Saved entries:
● ● ● ● ● ● ●
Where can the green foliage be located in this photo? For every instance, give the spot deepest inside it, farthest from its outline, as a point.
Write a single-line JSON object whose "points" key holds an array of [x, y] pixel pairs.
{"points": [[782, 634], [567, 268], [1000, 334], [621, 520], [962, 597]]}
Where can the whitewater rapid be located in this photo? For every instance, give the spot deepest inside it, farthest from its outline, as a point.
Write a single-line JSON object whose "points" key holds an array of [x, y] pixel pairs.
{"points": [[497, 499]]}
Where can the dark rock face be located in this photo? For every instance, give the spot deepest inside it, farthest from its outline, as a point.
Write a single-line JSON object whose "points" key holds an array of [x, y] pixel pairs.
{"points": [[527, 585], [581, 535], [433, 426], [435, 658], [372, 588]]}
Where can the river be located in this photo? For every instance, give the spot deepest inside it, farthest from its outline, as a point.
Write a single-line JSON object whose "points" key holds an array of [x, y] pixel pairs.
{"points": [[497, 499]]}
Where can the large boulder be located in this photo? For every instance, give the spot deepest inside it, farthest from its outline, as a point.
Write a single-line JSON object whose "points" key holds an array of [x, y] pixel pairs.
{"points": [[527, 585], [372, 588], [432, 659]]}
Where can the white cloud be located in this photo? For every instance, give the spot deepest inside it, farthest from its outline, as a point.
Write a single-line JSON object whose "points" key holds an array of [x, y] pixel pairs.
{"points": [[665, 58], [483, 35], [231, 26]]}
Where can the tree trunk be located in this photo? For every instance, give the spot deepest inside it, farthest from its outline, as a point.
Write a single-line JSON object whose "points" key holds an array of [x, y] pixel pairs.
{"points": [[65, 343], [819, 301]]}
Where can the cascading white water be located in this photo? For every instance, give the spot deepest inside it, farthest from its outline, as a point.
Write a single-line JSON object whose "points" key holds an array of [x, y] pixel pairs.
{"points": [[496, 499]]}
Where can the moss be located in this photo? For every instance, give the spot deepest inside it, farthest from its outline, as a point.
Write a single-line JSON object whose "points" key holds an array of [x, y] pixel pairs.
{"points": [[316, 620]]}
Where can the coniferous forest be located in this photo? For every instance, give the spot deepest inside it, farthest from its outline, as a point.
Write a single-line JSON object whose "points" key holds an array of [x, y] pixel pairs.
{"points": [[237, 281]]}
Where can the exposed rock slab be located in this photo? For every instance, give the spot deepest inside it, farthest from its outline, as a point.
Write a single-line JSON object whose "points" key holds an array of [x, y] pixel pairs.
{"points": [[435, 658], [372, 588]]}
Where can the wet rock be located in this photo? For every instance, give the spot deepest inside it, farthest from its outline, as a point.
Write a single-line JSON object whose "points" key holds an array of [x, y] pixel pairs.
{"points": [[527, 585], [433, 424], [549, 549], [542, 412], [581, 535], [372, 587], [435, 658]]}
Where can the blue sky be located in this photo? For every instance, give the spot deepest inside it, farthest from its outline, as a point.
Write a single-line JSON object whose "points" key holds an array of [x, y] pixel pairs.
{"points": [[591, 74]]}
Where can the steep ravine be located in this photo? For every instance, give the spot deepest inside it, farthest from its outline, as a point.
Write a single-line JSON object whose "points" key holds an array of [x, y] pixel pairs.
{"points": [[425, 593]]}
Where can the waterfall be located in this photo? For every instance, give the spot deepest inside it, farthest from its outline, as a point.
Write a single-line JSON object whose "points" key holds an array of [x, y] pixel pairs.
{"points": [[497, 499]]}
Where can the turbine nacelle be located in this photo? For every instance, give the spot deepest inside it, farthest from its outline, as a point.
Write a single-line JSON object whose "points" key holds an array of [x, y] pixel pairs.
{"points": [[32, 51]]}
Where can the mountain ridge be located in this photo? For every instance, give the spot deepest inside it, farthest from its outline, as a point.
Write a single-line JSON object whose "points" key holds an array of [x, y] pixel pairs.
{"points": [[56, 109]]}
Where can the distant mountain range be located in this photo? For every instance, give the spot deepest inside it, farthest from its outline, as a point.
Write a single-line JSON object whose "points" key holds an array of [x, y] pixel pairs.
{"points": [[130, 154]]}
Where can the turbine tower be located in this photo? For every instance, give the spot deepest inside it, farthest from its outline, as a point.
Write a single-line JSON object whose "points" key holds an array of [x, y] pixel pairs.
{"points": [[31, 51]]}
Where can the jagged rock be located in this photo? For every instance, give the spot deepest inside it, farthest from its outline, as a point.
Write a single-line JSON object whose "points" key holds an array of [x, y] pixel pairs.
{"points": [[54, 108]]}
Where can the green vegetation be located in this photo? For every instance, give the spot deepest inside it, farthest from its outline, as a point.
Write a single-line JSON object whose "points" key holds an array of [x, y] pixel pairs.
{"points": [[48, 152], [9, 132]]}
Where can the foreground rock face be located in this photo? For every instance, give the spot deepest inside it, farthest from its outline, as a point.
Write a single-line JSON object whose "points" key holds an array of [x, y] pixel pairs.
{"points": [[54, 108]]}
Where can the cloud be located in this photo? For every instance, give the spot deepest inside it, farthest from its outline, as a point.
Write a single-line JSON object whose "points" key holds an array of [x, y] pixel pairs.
● ● ● ● ● ● ●
Prompt = Write out again every line in the stretch from the line containing "Where can the foreground" through the end of the items, requests included, offsetting each coordinate value in the answers by adding 141 to it.

Result =
Where can the foreground rock face be located in this photo? For every instance, give the spot deepest inside it, farthest from its outline, as a point.
Write a single-line JSON object whose "points" key holds an array of [x, y] pixel pairs.
{"points": [[195, 249]]}
Where can the cloud be located in this photo? For every instance, give the spot deepest inside it, farthest from its outline, as a point.
Write a single-line JSON object whose "points" key holds an array of [x, y] pixel pairs.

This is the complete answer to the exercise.